SHORT EXERCISE:
Please arrange the lines between the one holding "white sail cover" and the one holding "x=740 y=513", inclusive, as a numbered list, dropping any blank lines. Include no other lines.

Dataset rows showing where objects appear
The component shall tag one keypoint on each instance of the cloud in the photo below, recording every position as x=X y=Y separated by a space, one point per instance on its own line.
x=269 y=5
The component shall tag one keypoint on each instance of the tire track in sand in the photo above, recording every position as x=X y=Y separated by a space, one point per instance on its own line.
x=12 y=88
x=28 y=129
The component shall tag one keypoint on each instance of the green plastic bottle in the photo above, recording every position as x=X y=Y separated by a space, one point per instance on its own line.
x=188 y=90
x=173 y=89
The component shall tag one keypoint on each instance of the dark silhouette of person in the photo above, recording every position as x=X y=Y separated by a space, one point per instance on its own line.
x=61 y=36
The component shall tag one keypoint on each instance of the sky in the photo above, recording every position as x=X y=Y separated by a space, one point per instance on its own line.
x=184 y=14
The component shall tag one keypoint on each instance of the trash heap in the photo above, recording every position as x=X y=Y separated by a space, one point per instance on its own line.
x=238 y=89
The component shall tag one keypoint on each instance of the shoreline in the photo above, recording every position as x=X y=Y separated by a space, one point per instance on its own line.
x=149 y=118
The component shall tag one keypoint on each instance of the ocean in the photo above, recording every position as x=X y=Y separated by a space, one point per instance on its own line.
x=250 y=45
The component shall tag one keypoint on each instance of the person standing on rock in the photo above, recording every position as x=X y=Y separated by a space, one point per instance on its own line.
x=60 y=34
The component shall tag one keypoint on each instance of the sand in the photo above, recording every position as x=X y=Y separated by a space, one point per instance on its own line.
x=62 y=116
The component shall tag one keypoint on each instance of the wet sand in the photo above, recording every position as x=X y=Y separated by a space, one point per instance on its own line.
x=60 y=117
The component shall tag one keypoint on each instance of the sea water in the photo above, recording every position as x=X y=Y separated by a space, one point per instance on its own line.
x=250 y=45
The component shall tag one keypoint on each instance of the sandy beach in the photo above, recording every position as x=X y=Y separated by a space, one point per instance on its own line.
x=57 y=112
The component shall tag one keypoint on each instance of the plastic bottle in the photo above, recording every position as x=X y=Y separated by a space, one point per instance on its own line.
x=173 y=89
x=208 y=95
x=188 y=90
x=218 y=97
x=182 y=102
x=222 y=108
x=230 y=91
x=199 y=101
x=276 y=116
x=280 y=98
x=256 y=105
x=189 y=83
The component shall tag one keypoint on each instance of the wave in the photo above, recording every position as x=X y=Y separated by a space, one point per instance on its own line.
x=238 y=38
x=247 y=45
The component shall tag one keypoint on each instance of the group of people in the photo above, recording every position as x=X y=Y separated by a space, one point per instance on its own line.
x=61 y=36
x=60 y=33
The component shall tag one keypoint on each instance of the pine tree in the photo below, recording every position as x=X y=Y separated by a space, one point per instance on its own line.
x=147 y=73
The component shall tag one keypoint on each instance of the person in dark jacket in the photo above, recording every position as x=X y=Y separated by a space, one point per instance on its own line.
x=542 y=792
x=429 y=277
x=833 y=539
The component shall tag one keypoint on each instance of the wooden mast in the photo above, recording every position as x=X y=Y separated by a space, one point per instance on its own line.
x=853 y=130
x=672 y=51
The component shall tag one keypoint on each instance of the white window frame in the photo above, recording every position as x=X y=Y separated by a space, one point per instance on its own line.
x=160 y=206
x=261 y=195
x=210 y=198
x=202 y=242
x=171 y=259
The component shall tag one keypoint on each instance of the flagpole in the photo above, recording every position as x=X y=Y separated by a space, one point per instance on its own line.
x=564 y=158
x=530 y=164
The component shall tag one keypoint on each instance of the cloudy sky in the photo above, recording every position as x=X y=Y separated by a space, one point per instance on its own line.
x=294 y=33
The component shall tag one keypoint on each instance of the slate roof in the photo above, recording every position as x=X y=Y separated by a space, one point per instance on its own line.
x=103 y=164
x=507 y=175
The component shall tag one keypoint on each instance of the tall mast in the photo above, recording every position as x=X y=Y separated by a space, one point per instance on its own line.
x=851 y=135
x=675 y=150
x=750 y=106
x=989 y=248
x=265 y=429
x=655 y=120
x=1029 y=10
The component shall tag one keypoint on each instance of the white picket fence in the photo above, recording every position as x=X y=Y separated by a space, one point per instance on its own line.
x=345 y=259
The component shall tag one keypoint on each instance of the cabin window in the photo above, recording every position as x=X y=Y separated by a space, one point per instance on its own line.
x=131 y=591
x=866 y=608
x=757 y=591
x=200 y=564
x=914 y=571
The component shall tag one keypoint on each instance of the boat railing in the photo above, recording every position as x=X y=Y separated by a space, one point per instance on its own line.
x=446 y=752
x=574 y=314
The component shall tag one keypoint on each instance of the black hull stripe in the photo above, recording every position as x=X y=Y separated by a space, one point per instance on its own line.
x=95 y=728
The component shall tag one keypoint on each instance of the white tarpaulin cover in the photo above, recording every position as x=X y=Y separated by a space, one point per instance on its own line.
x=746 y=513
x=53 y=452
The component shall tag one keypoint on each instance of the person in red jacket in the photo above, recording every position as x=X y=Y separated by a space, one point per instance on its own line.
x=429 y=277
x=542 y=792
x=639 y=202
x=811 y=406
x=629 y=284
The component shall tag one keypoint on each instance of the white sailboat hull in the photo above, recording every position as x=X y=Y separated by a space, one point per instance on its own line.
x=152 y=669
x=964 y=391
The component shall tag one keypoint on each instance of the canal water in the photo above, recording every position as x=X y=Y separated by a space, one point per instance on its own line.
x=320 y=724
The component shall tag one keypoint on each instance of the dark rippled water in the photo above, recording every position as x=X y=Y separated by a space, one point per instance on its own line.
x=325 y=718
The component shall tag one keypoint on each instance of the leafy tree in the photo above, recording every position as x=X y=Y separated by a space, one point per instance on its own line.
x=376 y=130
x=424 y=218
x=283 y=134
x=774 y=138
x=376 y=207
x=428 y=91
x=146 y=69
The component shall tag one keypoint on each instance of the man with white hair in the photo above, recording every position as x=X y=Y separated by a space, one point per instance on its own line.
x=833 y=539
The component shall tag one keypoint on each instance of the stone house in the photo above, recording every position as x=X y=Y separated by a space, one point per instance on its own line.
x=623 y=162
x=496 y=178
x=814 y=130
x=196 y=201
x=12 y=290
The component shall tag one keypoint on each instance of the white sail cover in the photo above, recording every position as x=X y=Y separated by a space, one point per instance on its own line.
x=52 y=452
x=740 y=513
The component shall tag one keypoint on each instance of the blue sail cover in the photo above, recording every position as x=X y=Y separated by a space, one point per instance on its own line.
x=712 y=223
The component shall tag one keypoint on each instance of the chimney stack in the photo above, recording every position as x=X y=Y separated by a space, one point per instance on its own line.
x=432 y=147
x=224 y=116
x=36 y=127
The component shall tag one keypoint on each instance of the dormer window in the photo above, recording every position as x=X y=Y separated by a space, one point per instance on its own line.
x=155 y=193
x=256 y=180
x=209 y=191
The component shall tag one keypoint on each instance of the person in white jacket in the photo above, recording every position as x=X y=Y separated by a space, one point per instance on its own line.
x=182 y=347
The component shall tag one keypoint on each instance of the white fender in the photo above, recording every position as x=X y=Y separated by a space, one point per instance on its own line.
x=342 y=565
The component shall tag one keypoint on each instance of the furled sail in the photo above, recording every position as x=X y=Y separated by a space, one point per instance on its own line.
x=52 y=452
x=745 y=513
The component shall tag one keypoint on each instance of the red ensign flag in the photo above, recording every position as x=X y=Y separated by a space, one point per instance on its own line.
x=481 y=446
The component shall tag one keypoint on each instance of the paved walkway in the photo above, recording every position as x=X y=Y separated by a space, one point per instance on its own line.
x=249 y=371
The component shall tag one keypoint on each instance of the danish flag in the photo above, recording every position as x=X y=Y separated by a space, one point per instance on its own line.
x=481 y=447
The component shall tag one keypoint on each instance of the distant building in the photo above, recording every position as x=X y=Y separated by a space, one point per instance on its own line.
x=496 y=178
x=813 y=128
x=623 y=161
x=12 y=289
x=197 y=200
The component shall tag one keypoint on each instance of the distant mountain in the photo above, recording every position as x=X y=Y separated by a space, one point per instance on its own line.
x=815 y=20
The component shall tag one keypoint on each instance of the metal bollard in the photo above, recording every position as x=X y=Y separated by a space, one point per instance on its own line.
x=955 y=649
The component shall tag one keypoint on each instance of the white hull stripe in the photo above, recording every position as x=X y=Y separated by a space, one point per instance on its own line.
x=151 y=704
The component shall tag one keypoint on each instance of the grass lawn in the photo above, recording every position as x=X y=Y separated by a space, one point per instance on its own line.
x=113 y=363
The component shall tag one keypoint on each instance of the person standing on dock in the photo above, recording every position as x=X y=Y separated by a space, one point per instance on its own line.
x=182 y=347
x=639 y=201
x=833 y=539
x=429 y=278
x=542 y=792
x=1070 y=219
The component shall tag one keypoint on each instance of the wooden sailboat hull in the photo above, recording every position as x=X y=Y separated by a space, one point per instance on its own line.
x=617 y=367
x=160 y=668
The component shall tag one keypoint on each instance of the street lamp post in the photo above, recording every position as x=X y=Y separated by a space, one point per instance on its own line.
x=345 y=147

ANSWER:
1. The component shall tag one keypoint on each instance of the white sail cover in the photo above, recording every position as x=X y=Y separated by a space, one point per instance on its own line.
2. x=52 y=452
3. x=740 y=513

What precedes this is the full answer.